Direction
Turn the lines below into a numbered list, leaving out any blank lines.

Exercise input
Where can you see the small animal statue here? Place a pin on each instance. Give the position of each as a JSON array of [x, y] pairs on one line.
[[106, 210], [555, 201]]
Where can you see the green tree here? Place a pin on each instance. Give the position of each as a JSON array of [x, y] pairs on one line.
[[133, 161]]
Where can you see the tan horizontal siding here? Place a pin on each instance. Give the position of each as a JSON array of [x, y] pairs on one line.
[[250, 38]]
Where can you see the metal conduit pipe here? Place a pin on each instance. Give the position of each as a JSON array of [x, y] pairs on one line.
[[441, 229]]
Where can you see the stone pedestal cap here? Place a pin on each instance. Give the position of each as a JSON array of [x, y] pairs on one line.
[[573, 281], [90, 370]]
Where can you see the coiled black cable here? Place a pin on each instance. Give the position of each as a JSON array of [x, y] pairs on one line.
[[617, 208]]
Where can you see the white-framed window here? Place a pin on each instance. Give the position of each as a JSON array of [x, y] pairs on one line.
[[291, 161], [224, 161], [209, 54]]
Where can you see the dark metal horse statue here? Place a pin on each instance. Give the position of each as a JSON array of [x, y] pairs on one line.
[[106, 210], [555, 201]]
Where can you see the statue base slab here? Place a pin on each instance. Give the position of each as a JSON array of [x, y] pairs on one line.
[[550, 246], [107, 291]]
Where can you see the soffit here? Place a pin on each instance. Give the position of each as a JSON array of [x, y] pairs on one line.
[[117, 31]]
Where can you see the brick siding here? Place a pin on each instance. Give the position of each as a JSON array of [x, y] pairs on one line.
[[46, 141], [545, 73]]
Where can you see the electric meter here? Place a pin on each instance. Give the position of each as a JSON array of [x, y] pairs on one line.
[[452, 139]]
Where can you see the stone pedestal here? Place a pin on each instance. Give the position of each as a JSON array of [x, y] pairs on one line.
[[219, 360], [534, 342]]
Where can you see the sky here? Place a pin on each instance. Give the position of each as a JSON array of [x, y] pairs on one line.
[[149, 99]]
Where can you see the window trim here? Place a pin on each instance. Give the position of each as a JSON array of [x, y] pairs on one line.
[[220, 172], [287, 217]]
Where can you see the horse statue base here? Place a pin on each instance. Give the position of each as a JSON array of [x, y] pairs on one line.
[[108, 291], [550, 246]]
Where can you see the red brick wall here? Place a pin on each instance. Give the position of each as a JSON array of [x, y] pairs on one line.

The solution
1. Where can you see the small animal statue here? Place a pin on each instance. Give the position of each as a JSON array of [x, y] pairs on one line.
2. [[106, 210], [555, 201]]
3. Where can you see the green tree here? Place a pin on each instance. Give the position of each as a JSON array of [x, y] pairs on one line.
4. [[133, 161]]
5. Where can you see the tan horizontal siding here? Place a pin on each instance. Give the position of each as a JSON array of [x, y] pairs on one line.
6. [[250, 38]]
7. Where can you see the metal conduit pipe here? Place a pin on each instance. Give the position of each as a JSON array of [x, y] pairs on one line.
8. [[441, 229]]
9. Where can you see the stone pedestal cap here? Place a pin on each instance. Give the position of each as a JSON array of [x, y] pairs on one line.
10. [[573, 281], [90, 370]]
11. Where can you see the coiled black cable here? Place a pin on each instance. Give the position of each as a JSON array of [x, y] pairs on one line.
12. [[617, 208]]
13. Where can you see the white-framed window here? Place a pin on each instance. Give the position of each as a JSON array of [x, y] pairs on one line.
14. [[291, 161], [224, 161], [209, 54]]
15. Where can you see the dark metal horse statue here? Place a pin on each instance. Give the position of each as a JSON array of [x, y] pairs on one line.
16. [[106, 210], [555, 201]]
17. Where can you see the statue base slab here? Place a pin on each instance. Give the position of each as a JSON array of [x, y] pairs on one line.
18. [[550, 246], [107, 291]]
19. Where can you see the soffit here? Place a pin on each instance. Give the position of each as a JSON array of [x, y] pairs on one line.
20. [[117, 31]]
21. Where can you see the brick siding here? Place a pin on each instance. Give the position of each as a JSON array of [x, y] pairs on one line.
22. [[46, 141], [545, 73]]
23. Where can you see the electric meter here? Place a pin on each instance. Give the position of each as a JSON array of [x, y] pairs on one line.
24. [[452, 139]]
25. Where can you see the stone pedestal here? Place a pin on each instance. Give the position of each as a JSON array of [x, y] pairs on one line.
26. [[219, 360], [534, 342]]
27. Where can you see the sky here? Place a pin on each instance. Give the position of each as a JSON array of [x, y] pairs on one line.
28. [[149, 99]]
29. Where can you see the window trim here? Place a pin on each instance. Give the position of each as a JSON array of [x, y] pairs on one line.
30. [[220, 172], [287, 217]]
31. Where can you see the horse statue base here? Place a pin on each instance. Give the position of each as a JSON array of [x, y] pairs on one line.
32. [[108, 291], [550, 246]]
33. Where can you see the red brick wall here? Place a pin on each instance. Give the position of each as a JSON array of [x, y] pairs on one line.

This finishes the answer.